#### RECORD EXCERPTS:
----
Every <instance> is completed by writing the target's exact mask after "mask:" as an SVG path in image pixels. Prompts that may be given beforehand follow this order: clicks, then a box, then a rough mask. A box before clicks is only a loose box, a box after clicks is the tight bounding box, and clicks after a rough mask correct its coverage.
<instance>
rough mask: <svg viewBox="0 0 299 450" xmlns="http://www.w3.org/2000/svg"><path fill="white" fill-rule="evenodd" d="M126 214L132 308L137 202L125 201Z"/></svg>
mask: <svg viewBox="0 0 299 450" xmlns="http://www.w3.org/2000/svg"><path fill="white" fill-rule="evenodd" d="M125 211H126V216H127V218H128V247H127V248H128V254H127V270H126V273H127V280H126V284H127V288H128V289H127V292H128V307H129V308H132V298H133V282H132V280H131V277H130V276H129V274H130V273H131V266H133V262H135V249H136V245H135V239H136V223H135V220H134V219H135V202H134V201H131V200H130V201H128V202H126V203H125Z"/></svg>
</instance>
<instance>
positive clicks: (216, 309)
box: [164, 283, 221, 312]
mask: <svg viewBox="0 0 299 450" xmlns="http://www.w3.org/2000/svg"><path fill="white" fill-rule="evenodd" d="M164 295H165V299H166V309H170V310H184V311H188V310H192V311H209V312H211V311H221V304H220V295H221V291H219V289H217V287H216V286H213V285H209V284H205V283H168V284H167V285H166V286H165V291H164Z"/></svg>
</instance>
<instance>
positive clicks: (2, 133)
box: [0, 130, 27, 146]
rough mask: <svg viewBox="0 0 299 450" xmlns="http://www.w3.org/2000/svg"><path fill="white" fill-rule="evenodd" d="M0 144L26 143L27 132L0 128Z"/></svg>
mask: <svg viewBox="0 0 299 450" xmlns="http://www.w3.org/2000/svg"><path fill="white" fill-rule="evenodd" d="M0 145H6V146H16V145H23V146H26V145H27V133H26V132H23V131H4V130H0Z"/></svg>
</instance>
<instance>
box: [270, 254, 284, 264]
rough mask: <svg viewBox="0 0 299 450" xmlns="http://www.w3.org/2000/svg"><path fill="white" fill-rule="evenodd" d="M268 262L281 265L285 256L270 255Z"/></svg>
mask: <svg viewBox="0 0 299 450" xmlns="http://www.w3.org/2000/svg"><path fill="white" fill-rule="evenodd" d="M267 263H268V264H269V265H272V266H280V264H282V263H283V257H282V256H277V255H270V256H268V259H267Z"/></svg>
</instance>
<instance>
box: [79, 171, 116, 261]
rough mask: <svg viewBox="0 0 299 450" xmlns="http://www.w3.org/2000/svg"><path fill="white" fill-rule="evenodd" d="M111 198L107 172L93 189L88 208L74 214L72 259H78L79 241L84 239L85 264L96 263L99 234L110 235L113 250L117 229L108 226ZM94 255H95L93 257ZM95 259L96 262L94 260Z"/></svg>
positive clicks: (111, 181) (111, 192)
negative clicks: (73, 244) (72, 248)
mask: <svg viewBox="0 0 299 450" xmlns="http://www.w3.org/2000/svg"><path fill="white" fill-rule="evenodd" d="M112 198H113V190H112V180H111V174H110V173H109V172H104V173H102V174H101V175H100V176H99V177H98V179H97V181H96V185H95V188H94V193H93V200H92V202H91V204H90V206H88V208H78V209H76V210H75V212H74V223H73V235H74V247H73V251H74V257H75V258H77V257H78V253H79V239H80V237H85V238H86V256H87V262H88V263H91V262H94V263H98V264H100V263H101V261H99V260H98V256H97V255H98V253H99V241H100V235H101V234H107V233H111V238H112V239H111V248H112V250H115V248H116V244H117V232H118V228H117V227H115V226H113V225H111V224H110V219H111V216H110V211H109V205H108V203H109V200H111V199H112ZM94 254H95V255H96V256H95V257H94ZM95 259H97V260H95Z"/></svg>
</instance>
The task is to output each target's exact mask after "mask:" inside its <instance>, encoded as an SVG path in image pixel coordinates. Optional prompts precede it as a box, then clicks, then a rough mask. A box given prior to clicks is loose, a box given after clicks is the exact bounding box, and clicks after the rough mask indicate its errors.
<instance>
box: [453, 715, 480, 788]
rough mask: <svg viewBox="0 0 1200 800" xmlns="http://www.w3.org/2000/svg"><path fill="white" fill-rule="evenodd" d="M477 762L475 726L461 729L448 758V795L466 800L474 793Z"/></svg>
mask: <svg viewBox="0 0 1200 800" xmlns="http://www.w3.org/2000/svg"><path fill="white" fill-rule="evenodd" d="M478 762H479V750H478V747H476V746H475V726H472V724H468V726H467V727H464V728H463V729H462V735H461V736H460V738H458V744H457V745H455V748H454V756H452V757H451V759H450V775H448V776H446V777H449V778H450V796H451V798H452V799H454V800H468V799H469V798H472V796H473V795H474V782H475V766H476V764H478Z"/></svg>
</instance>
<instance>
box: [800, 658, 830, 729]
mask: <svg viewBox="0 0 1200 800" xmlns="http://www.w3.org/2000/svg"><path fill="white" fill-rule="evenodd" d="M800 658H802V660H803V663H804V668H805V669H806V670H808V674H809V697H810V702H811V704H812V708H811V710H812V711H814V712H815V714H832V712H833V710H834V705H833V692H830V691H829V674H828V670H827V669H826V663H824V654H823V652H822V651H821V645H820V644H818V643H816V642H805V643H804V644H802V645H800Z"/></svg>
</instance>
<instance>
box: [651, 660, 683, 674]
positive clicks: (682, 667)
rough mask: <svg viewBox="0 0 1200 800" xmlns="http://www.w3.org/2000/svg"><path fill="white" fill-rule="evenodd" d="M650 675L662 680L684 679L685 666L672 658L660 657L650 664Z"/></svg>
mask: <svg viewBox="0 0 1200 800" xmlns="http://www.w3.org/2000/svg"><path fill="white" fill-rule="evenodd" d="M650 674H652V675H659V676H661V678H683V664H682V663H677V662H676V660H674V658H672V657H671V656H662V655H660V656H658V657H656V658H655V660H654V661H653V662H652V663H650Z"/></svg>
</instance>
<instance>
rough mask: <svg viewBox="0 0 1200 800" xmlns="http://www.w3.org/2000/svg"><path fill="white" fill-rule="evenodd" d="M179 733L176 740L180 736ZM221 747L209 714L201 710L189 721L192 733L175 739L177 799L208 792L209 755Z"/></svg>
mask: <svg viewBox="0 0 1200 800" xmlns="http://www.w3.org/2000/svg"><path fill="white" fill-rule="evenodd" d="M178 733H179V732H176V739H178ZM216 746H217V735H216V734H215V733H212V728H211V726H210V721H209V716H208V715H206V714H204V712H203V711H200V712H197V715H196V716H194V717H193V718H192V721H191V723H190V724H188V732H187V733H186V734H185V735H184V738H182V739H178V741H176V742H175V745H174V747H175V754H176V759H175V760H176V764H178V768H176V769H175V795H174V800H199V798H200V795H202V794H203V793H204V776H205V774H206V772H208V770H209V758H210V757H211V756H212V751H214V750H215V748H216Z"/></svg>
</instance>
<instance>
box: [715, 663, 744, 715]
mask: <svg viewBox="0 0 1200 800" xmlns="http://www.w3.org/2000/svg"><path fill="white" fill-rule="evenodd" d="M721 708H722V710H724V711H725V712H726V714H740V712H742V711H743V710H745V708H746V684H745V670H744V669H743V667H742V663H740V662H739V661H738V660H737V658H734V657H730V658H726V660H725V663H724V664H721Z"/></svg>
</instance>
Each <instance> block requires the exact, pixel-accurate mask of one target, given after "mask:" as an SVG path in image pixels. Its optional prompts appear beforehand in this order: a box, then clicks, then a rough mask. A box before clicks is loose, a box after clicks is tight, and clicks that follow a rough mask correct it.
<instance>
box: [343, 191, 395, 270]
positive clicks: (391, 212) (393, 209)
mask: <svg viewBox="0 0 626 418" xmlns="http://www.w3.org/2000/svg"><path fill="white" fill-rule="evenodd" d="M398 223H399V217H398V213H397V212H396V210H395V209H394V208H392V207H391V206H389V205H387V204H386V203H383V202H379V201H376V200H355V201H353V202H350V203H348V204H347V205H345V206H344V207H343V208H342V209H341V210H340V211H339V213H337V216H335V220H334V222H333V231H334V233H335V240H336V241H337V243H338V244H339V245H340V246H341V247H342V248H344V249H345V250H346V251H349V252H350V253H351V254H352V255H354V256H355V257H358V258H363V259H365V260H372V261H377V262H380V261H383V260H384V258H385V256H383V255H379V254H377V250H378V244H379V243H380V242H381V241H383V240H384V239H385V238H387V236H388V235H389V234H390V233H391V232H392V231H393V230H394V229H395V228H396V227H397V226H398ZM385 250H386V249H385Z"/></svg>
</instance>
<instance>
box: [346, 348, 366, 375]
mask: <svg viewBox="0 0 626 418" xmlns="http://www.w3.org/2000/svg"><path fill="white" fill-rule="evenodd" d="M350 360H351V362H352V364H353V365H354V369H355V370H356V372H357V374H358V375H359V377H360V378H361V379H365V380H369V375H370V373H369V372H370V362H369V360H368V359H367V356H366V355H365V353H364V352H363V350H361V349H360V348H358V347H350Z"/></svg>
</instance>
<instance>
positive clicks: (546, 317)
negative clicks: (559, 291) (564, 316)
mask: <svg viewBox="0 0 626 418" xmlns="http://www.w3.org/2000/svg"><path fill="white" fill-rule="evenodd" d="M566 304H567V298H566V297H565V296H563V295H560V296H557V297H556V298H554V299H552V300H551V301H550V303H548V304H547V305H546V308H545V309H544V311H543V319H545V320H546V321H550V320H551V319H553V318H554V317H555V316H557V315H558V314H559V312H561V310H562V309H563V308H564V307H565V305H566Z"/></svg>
----
Among the lines above, find those carrying the word "before" and copy them out.

Every <instance> is completed by writing the target's exact mask after "mask:" as an SVG path in image pixels. Prompts that may be given beforehand follow this order: clicks, then a box, then a rough mask. A box before clicks is only a loose box, a box after clicks is the tight bounding box, and clicks after a rough mask correct its coverage.
Each <instance> block requires the exact, pixel-accurate mask of one target, given after "mask:" as an SVG path in image pixels. Its optional prompts appear beforehand in this order: a box, then clicks, then a rough mask. A box before clicks is loose, a box after clicks is tight, and clicks that follow a rough mask correct it.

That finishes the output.